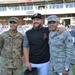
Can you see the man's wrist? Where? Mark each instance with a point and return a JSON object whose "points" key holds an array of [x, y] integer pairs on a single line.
{"points": [[66, 69]]}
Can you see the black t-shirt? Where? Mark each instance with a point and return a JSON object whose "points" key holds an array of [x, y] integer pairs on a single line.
{"points": [[38, 45]]}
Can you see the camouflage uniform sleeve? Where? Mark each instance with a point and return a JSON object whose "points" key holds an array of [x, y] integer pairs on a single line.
{"points": [[1, 43], [25, 42], [69, 49]]}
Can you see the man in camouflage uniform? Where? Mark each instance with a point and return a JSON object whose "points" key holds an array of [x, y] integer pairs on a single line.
{"points": [[10, 50], [61, 49]]}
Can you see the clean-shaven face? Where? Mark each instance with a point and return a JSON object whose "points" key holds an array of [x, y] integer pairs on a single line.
{"points": [[37, 23], [52, 25], [13, 25]]}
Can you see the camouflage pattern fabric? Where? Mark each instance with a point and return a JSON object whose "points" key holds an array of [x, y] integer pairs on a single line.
{"points": [[10, 50]]}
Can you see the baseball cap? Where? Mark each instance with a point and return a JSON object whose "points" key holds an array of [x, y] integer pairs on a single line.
{"points": [[37, 15], [13, 19], [32, 72], [52, 18]]}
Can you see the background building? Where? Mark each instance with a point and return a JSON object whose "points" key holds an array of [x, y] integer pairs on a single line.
{"points": [[24, 9]]}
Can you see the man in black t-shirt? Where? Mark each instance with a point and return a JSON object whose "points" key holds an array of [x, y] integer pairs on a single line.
{"points": [[36, 40]]}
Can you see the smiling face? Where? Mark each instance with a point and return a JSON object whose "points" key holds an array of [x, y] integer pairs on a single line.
{"points": [[37, 23], [13, 25], [53, 25]]}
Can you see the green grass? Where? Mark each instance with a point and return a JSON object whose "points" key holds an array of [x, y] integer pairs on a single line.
{"points": [[73, 69]]}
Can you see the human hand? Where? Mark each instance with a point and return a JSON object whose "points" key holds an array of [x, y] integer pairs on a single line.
{"points": [[61, 29], [65, 72]]}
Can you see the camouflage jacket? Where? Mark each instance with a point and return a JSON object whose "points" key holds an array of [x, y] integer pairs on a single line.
{"points": [[61, 50], [10, 49]]}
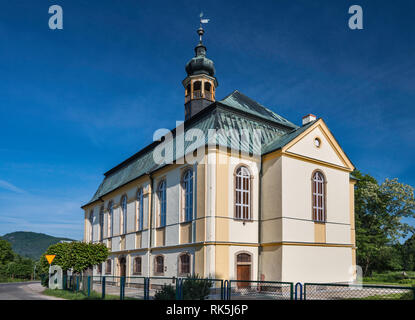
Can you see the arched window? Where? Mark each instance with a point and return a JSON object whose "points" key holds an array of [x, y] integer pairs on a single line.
{"points": [[197, 89], [243, 193], [110, 218], [243, 258], [101, 223], [159, 265], [123, 215], [319, 197], [108, 267], [243, 269], [197, 85], [140, 208], [137, 265], [91, 225], [187, 188], [161, 193], [184, 264]]}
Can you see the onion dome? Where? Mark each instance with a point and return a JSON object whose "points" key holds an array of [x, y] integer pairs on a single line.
{"points": [[200, 64]]}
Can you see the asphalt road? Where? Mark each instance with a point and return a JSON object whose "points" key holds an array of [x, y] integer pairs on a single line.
{"points": [[23, 291]]}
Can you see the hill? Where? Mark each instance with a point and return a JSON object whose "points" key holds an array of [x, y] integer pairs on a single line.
{"points": [[31, 244]]}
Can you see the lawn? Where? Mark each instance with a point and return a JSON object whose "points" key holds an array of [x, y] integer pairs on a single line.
{"points": [[73, 295], [392, 278]]}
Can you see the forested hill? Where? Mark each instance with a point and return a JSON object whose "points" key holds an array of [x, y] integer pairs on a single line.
{"points": [[31, 244]]}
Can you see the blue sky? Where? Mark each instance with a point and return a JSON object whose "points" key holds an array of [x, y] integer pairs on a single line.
{"points": [[76, 102]]}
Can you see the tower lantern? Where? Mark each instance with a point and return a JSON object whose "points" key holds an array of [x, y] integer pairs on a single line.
{"points": [[200, 83]]}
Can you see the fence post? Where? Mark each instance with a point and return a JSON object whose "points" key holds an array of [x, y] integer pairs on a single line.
{"points": [[89, 286], [146, 288], [298, 284], [103, 287], [226, 291], [178, 289], [64, 282], [122, 281]]}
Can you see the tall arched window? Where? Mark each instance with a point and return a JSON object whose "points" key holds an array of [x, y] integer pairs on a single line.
{"points": [[161, 193], [197, 89], [319, 197], [101, 223], [91, 225], [140, 209], [137, 265], [187, 187], [110, 218], [243, 194], [184, 264], [159, 265], [123, 215]]}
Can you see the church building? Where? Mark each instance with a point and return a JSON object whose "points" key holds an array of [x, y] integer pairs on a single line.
{"points": [[256, 197]]}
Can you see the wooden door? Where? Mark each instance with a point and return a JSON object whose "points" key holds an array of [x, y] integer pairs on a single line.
{"points": [[243, 273]]}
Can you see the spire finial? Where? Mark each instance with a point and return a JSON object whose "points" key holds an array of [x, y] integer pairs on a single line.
{"points": [[201, 31]]}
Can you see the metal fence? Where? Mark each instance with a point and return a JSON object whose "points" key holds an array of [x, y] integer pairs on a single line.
{"points": [[164, 288], [330, 291], [259, 290], [201, 289]]}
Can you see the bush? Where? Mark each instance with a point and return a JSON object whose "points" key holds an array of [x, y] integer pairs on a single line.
{"points": [[196, 288], [167, 292]]}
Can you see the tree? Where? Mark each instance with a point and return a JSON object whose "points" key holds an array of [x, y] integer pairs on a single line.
{"points": [[408, 253], [6, 252], [379, 210], [77, 256]]}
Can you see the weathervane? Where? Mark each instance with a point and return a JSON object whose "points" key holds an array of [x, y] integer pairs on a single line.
{"points": [[201, 31]]}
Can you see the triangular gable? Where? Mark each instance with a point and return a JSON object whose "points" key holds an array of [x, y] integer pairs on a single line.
{"points": [[328, 152]]}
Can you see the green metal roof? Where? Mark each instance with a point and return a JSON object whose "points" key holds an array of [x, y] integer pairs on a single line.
{"points": [[243, 103], [234, 113], [277, 144]]}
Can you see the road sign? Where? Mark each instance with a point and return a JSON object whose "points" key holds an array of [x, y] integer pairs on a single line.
{"points": [[50, 257]]}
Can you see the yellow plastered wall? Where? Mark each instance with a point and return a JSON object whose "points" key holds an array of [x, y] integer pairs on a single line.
{"points": [[222, 190], [319, 232], [222, 215], [200, 261], [201, 203], [222, 262], [352, 222], [271, 200], [271, 262]]}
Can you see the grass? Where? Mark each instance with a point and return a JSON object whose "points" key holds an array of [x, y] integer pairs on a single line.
{"points": [[391, 296], [391, 278], [7, 280], [73, 295]]}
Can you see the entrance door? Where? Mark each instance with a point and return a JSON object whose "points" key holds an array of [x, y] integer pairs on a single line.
{"points": [[243, 273]]}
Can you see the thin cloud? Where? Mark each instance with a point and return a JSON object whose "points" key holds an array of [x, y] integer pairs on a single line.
{"points": [[10, 187]]}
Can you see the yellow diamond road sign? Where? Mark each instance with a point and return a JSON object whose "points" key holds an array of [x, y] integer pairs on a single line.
{"points": [[50, 257]]}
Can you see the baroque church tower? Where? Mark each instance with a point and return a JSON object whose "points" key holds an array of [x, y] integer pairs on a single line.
{"points": [[200, 83]]}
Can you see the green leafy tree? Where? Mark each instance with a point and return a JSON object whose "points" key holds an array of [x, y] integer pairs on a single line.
{"points": [[408, 253], [6, 252], [78, 256], [21, 268], [379, 210]]}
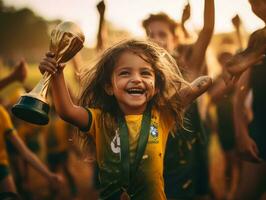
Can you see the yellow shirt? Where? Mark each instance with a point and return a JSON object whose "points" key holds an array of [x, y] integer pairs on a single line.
{"points": [[6, 127], [56, 136], [148, 183]]}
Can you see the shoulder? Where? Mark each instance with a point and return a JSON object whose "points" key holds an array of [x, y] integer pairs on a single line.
{"points": [[163, 118]]}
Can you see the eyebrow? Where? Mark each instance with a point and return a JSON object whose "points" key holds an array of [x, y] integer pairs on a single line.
{"points": [[129, 68]]}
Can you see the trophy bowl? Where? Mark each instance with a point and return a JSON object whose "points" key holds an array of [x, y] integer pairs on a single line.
{"points": [[66, 41]]}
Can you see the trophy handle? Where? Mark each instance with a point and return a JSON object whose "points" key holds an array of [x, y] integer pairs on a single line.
{"points": [[33, 107]]}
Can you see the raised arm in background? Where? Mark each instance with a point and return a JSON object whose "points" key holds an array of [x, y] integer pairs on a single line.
{"points": [[199, 48]]}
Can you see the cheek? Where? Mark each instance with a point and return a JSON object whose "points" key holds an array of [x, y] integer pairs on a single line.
{"points": [[150, 84]]}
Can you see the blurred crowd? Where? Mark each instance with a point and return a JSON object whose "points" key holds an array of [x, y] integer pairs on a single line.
{"points": [[220, 152]]}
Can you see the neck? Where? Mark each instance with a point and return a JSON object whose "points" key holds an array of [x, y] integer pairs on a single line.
{"points": [[133, 110]]}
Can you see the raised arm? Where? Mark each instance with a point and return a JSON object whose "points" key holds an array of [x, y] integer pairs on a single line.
{"points": [[253, 54], [101, 29], [64, 105], [237, 24], [196, 88], [199, 48], [185, 17]]}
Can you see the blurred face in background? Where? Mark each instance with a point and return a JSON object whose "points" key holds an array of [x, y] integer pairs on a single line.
{"points": [[160, 33]]}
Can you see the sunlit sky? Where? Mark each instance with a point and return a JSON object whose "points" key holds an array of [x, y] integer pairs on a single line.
{"points": [[128, 14]]}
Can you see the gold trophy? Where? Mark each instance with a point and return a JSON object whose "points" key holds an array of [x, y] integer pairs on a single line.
{"points": [[66, 40]]}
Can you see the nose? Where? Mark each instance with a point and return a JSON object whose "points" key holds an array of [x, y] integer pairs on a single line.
{"points": [[136, 78]]}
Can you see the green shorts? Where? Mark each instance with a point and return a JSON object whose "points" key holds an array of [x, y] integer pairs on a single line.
{"points": [[4, 171]]}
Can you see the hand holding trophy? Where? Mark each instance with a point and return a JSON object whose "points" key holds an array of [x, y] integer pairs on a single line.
{"points": [[66, 40]]}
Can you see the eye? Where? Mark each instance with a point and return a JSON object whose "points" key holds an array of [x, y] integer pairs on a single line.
{"points": [[162, 34], [123, 73], [146, 73]]}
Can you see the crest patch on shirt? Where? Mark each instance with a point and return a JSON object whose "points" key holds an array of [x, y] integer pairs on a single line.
{"points": [[115, 143], [154, 133]]}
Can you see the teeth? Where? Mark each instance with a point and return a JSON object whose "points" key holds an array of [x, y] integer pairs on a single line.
{"points": [[136, 90]]}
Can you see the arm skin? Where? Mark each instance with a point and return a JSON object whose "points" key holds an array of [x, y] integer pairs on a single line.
{"points": [[64, 105], [196, 88], [219, 89], [246, 146], [33, 159], [253, 54], [185, 17], [237, 24], [101, 29], [199, 48], [19, 74]]}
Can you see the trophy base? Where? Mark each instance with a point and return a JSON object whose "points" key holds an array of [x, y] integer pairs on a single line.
{"points": [[31, 110]]}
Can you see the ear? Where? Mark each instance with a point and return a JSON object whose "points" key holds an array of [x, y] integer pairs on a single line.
{"points": [[109, 90]]}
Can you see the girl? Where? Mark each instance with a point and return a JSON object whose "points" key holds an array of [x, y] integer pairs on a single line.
{"points": [[130, 102]]}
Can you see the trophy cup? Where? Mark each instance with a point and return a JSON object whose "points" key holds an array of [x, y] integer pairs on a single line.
{"points": [[66, 40]]}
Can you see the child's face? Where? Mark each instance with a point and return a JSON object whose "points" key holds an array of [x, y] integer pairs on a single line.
{"points": [[133, 83], [160, 33]]}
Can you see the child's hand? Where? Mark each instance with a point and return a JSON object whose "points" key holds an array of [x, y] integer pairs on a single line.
{"points": [[55, 180], [186, 13], [49, 64], [236, 21], [189, 93], [21, 71]]}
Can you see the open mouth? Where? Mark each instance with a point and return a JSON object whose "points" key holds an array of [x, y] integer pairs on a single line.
{"points": [[136, 91]]}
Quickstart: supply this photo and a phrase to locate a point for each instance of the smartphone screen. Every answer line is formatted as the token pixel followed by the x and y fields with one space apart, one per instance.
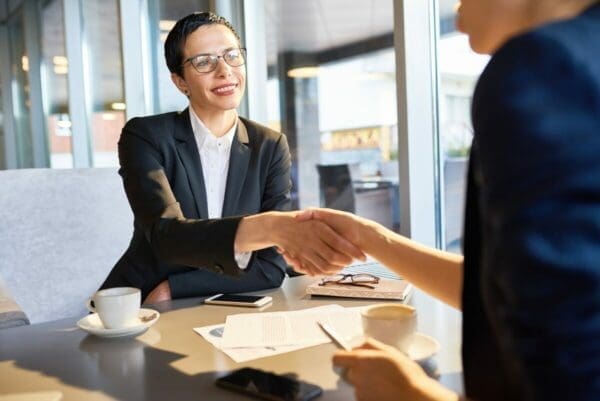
:::::
- Task brief
Only the lines from the one containing "Can you see the child's hand?" through the last line of the entries above, both included, belong in the answer, written out exactly; pictures do not.

- Exercise result
Can you see the child's hand? Where? Mark each instance with a point and return a JSON object whose "points" key holds an array of [x, y] integer pairs on a single line.
{"points": [[55, 180], [186, 13], [49, 64], [236, 21], [189, 93], [21, 71]]}
Can you see the open mouth? Where? Mark each instance with a point and return a JSON object whose "points" key holds an array of [x, y] integer pairs on a single line.
{"points": [[136, 91]]}
Quickstart: supply this photo and a phrase to locate a point for each instance of the smartphone screen. Every answer line is formatted as the token pixel followed by the x and y fields with one space apart, one per instance.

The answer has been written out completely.